• Passage to read:
####


      Ranger is trying. Do other readers really believe he’s trying? Some don’t. Most do, I think. The ones who have never been in love or identify too strongly with Steph miss it. They think Ranger should ‘go caveman’ and declare himself to Steph and, I’ll tell you now, that will never happen in this story. No way.

      • Linda

        I’m lucky that I met and fell for someone in my youth who somehow within hours of meeting totally got me in ways that I myself didn’t understand, and I him, coupled with explosive attraction. We’ve been married 41 years. So I’m a die hard romantic, because I know true love is real, but for it to last, you have to put it first. You’re right, Ranger has always been there for her, done whatever was needed to take care of her, supported her, and I think the most important, believed in her. Believed in her to the point of bleeding money, taking bullets, put up with the back and forth with Joe… all of it, because he can see them, how good it will be once they get through all the baggage. He’s been wanting it; that want was tangible in some of the earlier books, waiting for it, and very much hurting for it, lots of hurt, but I think his heart has been committed for a long time and now they are so close… A quote from a favorite movie, “the heart is an organ of fire”. Under all that control, Ranger’s heart burns hot IMO. Ranger wants it all, and will give all, but only as equals, he may go all Cuban macho, and military, issuing orders to her as he does to his men, but he’ll never treat her subservient, and as you’ve so vividly (fanning self) shown us, he likes letting her take charge. He loves her unconditionally, and won’t accept less than that from her. He lets her fly, but I think also in her finer moments she’s proven that it’s reciprocal, but her problems get in the way. What you’re doing for these characters with your story, really isn’t just great story telling, it’s a profound revelation of the human condition, and what makes for greatness. Thank you again, and bravo!!!

####

• Information provided:
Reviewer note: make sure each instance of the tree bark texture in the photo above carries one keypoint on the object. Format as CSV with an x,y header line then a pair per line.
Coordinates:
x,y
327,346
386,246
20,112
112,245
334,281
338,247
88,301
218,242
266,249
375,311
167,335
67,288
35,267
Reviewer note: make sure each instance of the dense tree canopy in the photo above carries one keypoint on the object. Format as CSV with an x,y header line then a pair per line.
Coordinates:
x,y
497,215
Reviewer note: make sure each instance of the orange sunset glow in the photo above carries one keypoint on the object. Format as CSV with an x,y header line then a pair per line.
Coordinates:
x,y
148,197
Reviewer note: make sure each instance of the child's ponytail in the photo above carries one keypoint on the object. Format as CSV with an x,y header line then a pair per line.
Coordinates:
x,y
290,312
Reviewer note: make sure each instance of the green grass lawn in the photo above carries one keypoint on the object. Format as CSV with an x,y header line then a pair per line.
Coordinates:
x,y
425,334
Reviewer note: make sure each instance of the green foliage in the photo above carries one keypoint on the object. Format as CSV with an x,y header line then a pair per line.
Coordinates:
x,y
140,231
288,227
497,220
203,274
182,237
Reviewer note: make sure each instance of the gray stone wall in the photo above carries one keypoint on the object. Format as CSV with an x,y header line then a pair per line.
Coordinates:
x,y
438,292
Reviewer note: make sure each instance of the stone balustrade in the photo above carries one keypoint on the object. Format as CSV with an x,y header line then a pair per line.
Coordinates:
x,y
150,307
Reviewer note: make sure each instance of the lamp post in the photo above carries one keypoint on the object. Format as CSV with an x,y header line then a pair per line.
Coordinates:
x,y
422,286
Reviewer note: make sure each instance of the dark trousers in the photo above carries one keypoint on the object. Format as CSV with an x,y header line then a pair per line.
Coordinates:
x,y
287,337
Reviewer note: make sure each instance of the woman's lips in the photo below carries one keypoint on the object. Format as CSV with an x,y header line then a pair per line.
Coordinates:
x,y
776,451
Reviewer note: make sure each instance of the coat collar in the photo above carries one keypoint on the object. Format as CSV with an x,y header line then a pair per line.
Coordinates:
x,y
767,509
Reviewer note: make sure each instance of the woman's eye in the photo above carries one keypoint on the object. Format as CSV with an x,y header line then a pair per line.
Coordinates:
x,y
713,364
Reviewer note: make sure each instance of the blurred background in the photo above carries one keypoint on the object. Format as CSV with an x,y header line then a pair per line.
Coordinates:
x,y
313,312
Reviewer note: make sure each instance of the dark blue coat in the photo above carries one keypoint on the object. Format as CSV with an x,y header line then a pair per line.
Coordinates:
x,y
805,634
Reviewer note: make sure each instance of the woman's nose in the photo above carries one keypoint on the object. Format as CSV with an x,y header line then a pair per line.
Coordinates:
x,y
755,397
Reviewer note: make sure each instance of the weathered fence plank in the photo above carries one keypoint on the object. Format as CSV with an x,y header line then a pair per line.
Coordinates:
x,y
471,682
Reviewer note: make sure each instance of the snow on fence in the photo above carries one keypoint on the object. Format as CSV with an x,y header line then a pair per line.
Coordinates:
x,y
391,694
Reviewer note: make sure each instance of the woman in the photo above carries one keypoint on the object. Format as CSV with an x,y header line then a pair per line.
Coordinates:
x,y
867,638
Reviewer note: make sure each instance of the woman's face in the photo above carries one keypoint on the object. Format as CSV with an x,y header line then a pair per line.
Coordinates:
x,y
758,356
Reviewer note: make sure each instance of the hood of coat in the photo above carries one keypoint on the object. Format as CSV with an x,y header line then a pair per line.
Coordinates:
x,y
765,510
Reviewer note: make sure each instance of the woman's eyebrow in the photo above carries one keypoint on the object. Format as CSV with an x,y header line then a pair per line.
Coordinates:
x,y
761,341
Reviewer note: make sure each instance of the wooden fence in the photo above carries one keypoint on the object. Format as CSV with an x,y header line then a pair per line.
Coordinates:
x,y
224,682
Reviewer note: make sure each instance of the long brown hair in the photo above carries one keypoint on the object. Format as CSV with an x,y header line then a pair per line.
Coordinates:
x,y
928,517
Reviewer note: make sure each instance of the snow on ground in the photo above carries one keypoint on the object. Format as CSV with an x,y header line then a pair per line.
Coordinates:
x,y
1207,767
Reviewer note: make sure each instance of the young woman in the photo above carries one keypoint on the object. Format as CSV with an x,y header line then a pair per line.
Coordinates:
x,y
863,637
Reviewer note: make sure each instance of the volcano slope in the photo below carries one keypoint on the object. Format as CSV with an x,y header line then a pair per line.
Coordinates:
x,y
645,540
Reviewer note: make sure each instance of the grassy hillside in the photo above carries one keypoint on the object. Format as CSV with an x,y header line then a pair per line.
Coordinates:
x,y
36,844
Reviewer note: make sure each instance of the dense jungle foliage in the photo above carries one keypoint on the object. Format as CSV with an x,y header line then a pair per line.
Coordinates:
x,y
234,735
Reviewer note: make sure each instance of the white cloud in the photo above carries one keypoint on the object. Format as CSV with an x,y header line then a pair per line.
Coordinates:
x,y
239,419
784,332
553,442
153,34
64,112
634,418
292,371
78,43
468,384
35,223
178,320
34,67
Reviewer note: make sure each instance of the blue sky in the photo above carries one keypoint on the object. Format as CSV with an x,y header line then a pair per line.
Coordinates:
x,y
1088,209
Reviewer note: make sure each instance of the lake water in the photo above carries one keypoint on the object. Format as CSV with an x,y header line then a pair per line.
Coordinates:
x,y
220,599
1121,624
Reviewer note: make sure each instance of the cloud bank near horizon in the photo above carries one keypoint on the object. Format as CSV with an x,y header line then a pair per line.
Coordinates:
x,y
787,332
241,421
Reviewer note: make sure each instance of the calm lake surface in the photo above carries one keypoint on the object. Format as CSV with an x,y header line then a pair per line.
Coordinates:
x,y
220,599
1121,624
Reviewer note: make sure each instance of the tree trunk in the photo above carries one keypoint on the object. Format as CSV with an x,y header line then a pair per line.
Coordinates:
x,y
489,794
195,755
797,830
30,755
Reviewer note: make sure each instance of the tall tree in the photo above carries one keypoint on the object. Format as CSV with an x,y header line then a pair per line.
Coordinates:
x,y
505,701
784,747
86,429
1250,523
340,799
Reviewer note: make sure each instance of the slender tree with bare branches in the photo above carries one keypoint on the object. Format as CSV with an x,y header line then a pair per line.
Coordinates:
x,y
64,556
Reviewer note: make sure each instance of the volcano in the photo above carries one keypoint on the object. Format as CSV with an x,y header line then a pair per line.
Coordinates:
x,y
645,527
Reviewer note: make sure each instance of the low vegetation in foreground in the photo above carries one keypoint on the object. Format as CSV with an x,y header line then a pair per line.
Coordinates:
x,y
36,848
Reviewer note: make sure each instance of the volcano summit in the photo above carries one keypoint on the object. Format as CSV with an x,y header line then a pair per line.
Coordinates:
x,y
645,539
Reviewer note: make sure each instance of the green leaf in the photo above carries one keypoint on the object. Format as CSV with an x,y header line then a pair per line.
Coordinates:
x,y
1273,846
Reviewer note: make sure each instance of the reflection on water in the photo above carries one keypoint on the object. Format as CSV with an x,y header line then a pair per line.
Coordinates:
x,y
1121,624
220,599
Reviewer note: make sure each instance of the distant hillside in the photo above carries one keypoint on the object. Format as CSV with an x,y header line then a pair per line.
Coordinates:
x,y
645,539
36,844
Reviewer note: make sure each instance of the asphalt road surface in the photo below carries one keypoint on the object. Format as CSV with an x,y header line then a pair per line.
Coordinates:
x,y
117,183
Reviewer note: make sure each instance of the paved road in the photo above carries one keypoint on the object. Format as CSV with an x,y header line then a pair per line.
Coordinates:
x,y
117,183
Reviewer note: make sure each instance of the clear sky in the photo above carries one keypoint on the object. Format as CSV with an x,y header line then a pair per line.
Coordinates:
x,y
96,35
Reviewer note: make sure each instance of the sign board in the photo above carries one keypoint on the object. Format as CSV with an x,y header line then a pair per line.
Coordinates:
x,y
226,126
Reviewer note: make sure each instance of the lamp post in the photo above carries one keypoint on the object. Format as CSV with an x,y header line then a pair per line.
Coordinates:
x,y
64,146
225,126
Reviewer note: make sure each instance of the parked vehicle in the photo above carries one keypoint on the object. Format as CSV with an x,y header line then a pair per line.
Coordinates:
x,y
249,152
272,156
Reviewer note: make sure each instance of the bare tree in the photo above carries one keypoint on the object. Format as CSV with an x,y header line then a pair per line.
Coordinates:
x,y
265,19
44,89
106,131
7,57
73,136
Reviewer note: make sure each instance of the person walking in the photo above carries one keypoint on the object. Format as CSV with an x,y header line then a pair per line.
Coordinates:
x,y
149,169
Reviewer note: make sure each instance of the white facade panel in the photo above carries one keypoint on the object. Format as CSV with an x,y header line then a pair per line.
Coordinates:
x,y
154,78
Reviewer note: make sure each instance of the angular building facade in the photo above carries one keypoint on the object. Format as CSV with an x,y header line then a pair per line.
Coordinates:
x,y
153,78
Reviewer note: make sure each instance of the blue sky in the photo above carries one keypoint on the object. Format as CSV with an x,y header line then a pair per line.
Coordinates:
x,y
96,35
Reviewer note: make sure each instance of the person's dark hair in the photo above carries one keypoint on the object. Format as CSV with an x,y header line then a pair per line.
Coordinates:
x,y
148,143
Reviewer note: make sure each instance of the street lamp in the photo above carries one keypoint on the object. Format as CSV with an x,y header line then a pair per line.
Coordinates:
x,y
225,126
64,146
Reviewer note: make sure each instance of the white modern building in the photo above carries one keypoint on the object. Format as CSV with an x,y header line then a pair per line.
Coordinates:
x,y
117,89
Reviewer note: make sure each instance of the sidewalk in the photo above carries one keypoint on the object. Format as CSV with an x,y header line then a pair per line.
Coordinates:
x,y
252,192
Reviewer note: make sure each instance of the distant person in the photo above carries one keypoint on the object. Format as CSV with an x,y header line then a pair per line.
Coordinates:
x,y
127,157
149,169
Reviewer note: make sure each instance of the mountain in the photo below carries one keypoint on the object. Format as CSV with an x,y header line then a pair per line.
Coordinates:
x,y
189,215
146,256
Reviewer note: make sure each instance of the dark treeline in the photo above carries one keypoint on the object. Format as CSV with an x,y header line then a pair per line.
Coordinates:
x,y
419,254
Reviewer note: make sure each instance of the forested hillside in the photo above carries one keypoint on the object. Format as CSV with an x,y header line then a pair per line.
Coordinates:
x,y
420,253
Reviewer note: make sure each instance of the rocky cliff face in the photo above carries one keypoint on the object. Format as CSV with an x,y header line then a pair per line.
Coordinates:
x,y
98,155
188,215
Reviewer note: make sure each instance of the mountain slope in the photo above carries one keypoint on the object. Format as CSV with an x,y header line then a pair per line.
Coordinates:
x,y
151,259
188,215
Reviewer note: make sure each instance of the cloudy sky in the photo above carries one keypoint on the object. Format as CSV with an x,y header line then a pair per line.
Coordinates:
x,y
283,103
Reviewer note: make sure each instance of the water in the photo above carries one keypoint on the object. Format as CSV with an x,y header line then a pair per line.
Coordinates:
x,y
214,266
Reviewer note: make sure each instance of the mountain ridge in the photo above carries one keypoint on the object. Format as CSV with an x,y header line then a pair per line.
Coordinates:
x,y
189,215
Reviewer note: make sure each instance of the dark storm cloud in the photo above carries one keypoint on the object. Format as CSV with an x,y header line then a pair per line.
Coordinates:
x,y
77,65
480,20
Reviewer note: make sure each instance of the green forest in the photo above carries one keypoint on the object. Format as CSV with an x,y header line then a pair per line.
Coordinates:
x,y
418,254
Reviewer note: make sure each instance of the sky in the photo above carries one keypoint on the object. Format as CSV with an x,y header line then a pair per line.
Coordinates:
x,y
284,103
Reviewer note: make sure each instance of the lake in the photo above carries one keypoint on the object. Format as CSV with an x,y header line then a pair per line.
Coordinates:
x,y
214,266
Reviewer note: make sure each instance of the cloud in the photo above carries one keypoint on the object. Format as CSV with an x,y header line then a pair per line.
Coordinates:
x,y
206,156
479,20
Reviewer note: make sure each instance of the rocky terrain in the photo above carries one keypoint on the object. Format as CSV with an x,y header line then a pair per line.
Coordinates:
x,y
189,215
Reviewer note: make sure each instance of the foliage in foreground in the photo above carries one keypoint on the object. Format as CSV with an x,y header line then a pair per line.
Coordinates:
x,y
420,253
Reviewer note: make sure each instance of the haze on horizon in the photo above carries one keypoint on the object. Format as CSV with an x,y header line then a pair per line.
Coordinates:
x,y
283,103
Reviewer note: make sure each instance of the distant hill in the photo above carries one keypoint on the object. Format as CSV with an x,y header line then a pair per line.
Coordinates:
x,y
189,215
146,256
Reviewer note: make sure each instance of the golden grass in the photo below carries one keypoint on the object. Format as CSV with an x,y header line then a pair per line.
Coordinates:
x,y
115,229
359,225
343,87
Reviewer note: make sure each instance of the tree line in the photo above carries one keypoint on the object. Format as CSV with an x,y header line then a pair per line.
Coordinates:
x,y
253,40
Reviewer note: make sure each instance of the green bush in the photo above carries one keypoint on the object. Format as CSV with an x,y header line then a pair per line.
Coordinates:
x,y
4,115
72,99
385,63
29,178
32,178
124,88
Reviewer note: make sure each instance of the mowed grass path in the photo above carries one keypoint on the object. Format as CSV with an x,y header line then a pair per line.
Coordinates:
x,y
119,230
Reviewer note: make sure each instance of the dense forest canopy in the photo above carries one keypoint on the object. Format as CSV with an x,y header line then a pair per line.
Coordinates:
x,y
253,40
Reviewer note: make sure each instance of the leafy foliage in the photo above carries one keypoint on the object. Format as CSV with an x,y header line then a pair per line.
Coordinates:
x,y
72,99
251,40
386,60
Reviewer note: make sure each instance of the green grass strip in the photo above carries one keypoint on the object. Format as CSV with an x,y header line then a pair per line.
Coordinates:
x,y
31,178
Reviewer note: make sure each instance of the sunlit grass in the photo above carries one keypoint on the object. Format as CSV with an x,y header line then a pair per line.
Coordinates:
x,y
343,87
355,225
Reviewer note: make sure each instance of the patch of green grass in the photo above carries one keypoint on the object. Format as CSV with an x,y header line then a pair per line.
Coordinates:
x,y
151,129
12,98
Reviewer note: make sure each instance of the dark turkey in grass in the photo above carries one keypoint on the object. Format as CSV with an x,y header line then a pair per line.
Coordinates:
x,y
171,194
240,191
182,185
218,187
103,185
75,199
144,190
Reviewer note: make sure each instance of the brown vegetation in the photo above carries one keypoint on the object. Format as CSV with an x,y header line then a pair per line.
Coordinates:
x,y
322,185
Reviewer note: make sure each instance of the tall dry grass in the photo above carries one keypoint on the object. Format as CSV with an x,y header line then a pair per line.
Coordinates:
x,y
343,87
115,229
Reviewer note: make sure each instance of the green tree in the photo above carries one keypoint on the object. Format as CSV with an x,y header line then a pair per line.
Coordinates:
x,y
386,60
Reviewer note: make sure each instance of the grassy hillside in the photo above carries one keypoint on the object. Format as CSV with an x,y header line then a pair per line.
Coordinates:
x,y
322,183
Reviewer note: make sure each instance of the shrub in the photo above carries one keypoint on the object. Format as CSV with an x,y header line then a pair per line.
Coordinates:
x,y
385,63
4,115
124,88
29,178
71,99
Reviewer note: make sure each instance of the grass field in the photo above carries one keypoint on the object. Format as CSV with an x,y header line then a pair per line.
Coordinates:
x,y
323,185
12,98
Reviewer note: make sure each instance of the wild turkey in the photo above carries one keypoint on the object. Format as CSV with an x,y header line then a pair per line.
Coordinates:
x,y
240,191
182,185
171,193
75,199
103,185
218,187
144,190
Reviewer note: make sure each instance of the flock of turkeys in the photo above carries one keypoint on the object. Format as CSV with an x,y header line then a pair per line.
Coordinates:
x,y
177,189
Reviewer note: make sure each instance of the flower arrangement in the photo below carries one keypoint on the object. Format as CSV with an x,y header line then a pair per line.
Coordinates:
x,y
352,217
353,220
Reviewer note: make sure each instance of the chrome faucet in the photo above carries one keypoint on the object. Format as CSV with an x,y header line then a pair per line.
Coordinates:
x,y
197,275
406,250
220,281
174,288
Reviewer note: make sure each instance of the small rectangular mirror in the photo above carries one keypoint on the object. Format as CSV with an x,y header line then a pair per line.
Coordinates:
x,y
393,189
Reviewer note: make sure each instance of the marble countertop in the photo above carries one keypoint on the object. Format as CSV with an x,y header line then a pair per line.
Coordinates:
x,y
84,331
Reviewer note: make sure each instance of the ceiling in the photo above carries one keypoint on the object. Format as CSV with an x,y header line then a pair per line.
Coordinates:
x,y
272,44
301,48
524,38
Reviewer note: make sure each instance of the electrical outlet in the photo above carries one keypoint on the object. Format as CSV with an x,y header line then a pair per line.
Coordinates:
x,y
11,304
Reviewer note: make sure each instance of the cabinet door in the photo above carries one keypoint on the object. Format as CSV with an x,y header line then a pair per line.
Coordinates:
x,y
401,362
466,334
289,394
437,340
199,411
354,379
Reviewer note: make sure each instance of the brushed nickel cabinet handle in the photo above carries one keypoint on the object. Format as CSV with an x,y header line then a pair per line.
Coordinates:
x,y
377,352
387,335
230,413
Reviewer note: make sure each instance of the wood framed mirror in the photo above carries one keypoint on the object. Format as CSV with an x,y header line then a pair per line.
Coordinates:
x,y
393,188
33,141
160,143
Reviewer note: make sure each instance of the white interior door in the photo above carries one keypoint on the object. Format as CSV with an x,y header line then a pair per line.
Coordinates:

####

• Your task:
Reproduce word for word the portion of the passage about Ranger and Steph from "Ranger is trying." up to and including "story. No way.".

• Exercise response:
Ranger is trying. Do other readers really believe he’s trying? Some don’t. Most do, I think. The ones who have never been in love or identify too strongly with Steph miss it. They think Ranger should ‘go caveman’ and declare himself to Steph and, I’ll tell you now, that will never happen in this story. No way.